TEXT PROVIDED:
Provides a link between the initial act of the D and the prohibited consequence that has occurred. It forms part of the AR: It is not enough that the prohibited consequences has occurred, it must be caused by the D. * Established by a two-stage test: 1. Factual causation: Only basis, establish a prelimartary connection between act and consequences D’s act must be a sine qua non of the prohibited consequence(consequences would not have occurred without the D’s action) ’But for’ the D’s action, the consequences would not have occurred Case: White :
D wanted to kill her mother with a poison drink but the mother die before the poison drink took effect. LP: The D’s mother would have died anyway but for D’s action, thus he is not the factual cause of death, but he is charged with attempted murder. 2. Legal causation: Chooses the blameworthy a. Case: Pagett To avoid arrest, D used his girlfriend as a shield and firmed at armed police. The police fired back and killed the girl.
LP: D’s act need not to be the sole cause of death provided it is a cause that has ‘contributed significantly to the result’ as he sets in motion the chain of events that led to death and it was foreseeable that the police would fire back. D is the most blameworthy Intervening Act: Something that occurs after the D’s act that breaks the chain of causation and relieves the D’s responsibility for the prohibited consequences. Circumstances will only break the chain of causation if they are: a) An overwhelming cause of death b) An unforeseeable occurrence Case that BREAK the chain:
Jordan: D stabbed the victim and his wound was healed by the time V arrived to the hospital but he died following an allergic reaction to the drugs given by the hospital. LP: D not liable as the original wound was healed and the treatment was ‘PALPABLY WRONG’ (Obvious) to break the chain of causation. Case that DOESN’T BREAK the chain: Cheshire: D shot the victim in the leg and stomach, where when in hospital V suffered from respiratory complications and die after an operation that the hospital performed a poor standard of care and failed to recognise his wounds.

Data excerpts:
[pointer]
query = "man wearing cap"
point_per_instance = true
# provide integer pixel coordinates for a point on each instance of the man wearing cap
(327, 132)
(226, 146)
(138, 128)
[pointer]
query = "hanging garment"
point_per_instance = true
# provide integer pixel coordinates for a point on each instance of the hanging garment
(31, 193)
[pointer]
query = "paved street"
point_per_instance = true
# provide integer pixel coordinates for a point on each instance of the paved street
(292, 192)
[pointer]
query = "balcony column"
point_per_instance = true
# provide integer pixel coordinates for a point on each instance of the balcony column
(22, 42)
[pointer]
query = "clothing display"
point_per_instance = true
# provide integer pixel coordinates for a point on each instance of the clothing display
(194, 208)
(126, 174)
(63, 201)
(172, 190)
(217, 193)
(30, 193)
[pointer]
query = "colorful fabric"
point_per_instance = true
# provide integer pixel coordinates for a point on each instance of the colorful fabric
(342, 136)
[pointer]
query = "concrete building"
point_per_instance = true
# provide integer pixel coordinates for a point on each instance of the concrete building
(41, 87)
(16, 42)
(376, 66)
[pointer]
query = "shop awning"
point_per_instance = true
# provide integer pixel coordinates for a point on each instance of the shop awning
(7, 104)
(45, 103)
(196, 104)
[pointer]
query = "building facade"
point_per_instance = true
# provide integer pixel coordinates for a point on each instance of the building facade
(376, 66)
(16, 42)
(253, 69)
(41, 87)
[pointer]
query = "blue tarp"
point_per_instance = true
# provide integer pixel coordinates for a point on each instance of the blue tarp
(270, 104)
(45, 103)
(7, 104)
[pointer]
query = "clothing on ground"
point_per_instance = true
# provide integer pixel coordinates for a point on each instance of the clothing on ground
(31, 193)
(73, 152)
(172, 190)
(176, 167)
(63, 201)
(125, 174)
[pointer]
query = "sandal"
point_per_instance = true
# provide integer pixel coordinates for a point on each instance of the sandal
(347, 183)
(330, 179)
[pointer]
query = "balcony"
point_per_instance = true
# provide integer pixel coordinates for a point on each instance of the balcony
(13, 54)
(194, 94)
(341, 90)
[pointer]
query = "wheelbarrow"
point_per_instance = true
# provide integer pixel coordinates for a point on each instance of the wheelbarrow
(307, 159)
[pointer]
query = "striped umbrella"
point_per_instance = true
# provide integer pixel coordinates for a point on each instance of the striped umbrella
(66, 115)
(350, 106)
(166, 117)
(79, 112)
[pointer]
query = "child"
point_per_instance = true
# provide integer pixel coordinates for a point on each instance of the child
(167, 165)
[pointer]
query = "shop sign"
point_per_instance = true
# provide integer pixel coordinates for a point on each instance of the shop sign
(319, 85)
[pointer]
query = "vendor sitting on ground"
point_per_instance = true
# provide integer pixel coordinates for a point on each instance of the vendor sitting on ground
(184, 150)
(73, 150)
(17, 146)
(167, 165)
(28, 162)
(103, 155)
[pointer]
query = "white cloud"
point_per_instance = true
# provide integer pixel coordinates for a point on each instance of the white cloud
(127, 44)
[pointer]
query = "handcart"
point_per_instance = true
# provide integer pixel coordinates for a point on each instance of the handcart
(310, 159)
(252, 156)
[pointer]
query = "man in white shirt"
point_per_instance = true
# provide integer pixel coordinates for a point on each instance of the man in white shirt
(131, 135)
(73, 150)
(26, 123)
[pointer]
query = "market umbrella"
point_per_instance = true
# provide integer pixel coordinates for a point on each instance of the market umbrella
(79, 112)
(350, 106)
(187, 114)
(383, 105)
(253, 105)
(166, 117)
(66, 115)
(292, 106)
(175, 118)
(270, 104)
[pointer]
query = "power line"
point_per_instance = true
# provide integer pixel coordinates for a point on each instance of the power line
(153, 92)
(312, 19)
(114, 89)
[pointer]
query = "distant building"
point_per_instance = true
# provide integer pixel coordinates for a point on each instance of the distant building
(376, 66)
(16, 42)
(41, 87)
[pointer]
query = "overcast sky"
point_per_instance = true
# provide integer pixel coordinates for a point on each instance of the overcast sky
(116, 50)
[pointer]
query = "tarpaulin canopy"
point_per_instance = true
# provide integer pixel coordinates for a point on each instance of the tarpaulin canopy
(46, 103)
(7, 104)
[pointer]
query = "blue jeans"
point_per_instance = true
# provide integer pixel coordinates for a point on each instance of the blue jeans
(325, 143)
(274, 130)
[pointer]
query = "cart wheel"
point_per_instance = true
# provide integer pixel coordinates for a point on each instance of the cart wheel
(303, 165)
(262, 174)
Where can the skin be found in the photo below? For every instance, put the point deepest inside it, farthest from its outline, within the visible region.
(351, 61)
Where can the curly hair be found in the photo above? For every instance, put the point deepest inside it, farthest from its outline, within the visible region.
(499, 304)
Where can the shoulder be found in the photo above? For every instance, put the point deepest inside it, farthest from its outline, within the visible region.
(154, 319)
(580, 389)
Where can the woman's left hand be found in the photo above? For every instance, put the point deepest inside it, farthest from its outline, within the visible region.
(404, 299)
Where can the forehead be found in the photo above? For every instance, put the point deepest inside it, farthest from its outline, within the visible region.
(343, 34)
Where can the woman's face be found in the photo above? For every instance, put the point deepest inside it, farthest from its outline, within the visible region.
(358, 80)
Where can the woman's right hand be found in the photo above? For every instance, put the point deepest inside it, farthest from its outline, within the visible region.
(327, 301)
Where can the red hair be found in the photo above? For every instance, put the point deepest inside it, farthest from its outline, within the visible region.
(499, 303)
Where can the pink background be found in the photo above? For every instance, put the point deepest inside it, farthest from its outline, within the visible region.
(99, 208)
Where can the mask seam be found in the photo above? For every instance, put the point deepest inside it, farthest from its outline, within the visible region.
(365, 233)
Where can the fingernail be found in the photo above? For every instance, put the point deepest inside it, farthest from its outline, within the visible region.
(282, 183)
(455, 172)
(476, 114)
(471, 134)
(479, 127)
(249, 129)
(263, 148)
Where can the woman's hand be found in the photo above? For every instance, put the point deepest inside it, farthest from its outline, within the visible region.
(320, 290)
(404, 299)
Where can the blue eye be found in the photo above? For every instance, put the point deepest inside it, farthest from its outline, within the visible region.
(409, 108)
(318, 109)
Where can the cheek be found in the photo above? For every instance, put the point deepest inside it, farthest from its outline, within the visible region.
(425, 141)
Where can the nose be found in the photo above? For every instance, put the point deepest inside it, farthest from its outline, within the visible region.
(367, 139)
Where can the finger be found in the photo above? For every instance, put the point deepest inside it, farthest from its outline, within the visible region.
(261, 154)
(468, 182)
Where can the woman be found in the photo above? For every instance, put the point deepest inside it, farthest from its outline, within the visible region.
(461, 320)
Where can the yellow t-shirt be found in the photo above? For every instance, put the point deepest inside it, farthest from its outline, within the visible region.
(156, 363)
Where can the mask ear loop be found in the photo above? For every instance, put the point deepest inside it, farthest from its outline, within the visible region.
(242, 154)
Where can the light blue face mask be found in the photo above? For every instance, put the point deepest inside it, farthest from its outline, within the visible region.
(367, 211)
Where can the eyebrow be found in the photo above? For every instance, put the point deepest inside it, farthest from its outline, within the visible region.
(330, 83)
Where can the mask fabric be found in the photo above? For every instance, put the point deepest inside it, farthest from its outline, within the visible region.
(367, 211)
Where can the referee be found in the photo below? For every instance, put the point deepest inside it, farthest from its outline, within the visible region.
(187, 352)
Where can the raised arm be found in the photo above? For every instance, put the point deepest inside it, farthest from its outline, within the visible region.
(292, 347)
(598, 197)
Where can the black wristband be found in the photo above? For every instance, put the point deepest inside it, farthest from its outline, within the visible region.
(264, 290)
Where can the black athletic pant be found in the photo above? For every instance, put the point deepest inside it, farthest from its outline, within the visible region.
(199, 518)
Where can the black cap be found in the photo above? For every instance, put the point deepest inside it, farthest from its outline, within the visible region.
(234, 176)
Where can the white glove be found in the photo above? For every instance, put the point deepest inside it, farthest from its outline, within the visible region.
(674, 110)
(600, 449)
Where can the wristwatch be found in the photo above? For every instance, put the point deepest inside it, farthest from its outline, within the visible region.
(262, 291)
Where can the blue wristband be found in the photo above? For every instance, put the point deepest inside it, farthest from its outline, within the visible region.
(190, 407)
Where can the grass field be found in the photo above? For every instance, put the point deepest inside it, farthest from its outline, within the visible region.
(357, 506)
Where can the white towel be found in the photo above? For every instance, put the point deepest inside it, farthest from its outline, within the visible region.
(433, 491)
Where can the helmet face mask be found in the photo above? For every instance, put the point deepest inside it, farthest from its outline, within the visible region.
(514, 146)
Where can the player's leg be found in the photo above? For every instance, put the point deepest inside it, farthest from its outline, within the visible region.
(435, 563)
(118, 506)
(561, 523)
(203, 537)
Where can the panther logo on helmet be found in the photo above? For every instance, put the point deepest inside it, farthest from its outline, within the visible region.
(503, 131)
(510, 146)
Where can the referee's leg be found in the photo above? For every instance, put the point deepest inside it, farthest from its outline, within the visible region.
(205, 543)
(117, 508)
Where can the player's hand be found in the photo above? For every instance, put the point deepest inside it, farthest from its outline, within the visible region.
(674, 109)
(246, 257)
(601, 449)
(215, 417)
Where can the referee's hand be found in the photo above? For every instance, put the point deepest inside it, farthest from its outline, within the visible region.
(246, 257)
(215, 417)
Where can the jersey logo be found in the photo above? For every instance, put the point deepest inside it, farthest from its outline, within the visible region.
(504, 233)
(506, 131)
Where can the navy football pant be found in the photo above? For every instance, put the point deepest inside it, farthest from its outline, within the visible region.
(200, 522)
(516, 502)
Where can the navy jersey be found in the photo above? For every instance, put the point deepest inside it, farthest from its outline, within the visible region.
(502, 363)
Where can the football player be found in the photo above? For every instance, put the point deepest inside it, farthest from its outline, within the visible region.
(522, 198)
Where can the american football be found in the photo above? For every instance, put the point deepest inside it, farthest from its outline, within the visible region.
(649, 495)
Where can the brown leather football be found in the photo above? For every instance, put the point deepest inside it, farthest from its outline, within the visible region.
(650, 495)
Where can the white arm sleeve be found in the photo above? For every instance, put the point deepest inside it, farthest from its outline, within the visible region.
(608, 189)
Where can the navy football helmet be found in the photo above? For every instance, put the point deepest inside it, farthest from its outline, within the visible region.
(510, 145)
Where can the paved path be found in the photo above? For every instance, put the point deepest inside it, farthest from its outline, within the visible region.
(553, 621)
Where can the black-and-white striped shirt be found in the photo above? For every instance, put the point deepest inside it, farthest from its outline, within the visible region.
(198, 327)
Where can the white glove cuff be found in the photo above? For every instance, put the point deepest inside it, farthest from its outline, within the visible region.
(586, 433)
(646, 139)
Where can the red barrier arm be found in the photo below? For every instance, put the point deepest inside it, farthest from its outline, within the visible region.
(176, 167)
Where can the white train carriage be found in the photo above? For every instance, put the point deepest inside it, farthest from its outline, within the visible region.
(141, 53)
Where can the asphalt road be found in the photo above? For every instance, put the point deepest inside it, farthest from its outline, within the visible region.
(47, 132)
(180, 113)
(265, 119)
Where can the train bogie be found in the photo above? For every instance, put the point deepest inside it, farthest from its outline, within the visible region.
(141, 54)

EXERCISE PROMPT: Pick up the criminal-law causation notes after their final sentence and keep writing them in the same style.

EXPECTED ANSWER:
LP: The need for operation flowed from the D’s original act thus he remained liable, the treatment has to be ‘PALPABLY WRONG’ (obvious) to break the chain of causation. Intervening Act falls into 3 categories: 1. Acts of the Victim 2. Acts of Third Parties 3. Naturally Occurring events 1. Acts of the Victim Roberts: D interfered the V’s clothing in the car, causing the V to jump from the moving vehicle and resulted in serious injuries from the fall.
LP: It was foreseeable that the victim would have attempted to escape and could be injured in doing so. Chain of causation will only be broken if the V’s action is extreme and unforeseeable. *Only EXTREME ACTS would break it? Consider Thin-Skull rule: *Thin-Skull Rule: EXCEPTION to the rule that D is only liable to the foreseeable consequences of his actions D is liable for the full extent of V’s injuries even if, due to some pre-exisitng condition, the V suffers greater harm as a result of the D’s action than the ‘ordinary’ V would suffer.
Cases: Blaue D stabbed the V and punctured her lung, but V refused a blood transfusion as it was contrary to her religion, resulting in death. LP: D convicted of manslaughter as it was held that the rule was not limited to physical conditions but included an individual’s psychological make-up and beliefs. 2. Act of Third Parties Consider: 1. Significance of their contribution 2. Action is foreseeable? 3. Naturally-occurring events * Omissions: Liability only necessary if there is no culpable positive act.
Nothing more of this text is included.